> [WHAT IS ASKED] Reproduce the lines below word for word, starting at the one containing "Autonomous forklift vision pipeline — detect the silver" and ending at the one containing "105,454,522,711", with both of those lines included.
---------- TASK MATERIAL ----------
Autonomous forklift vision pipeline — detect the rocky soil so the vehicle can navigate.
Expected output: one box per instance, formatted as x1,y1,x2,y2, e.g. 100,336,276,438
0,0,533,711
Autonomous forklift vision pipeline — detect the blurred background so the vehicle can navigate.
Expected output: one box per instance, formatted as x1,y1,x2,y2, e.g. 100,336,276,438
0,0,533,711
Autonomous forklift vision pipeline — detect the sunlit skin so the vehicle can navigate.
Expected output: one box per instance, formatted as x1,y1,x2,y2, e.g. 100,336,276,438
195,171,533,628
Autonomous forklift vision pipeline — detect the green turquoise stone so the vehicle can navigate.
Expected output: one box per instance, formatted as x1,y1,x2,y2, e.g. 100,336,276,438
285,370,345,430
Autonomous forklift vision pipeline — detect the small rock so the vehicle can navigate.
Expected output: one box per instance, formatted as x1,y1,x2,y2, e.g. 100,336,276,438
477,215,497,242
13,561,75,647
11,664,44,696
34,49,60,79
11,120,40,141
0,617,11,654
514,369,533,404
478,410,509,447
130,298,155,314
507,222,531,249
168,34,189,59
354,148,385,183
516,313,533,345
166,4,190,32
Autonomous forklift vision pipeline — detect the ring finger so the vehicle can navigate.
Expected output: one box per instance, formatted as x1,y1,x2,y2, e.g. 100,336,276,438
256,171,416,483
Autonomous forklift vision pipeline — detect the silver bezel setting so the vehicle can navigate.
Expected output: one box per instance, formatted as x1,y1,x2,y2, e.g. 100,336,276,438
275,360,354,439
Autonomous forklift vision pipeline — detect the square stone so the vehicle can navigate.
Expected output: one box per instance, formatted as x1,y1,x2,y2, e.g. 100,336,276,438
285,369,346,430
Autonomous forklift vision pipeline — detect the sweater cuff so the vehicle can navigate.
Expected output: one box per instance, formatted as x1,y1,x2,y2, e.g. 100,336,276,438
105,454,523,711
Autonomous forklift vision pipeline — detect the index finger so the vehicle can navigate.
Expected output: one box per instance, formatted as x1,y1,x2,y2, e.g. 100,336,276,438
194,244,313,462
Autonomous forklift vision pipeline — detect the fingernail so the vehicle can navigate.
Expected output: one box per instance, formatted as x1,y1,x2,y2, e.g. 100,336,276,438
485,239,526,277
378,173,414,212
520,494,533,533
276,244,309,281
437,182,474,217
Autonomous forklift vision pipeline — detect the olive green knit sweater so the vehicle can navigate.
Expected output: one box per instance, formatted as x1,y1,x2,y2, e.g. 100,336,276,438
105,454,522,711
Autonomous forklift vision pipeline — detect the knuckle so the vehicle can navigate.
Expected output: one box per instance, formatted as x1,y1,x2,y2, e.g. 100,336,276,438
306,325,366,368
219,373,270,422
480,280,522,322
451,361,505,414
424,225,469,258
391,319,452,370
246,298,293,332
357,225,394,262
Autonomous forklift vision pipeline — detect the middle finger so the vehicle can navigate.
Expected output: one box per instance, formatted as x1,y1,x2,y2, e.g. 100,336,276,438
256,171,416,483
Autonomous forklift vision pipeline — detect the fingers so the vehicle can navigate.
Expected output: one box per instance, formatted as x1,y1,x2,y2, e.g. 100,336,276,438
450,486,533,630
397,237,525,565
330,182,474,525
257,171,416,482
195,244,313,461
----------
> [ANSWER TO THIS PROBLEM]
Autonomous forklift vision pipeline — detect the silver bezel setting so the vehicle can navigate.
Expected output: one box per instance, formatted as x1,y1,x2,y2, e.g. 100,336,276,438
275,360,354,439
Autonomous forklift vision pipeline — detect the square stone so the vehicle can navigate.
Expected output: one box per instance, formatted as x1,y1,x2,y2, e.g. 100,336,276,438
285,369,346,430
Autonomous forklift vision pipeline — detect the sweater cuff so the vehicle can navigate.
Expected output: one box per instance, formatted as x1,y1,x2,y2, e.g. 100,336,276,438
105,454,523,711
Autonomous forklift vision pipeline — detect the index finger so the vehicle can navigate.
Expected output: one box per instance, formatted as x1,y1,x2,y2, e.g. 100,336,276,438
194,244,313,462
Autonomous forklift vision pipeline — detect the fingernail so the vehicle can navigate.
Expected output: one box per instance, formatted as x1,y1,x2,y2, e.g. 100,336,276,438
485,239,526,277
378,173,414,212
520,494,533,533
276,244,309,281
437,182,474,217
Autonomous forklift vision pipeline — detect the olive green knit sweater so the vehicle can navigate.
Expected output: one box per instance, formatted as x1,y1,x2,y2, e.g. 100,336,276,438
105,454,522,711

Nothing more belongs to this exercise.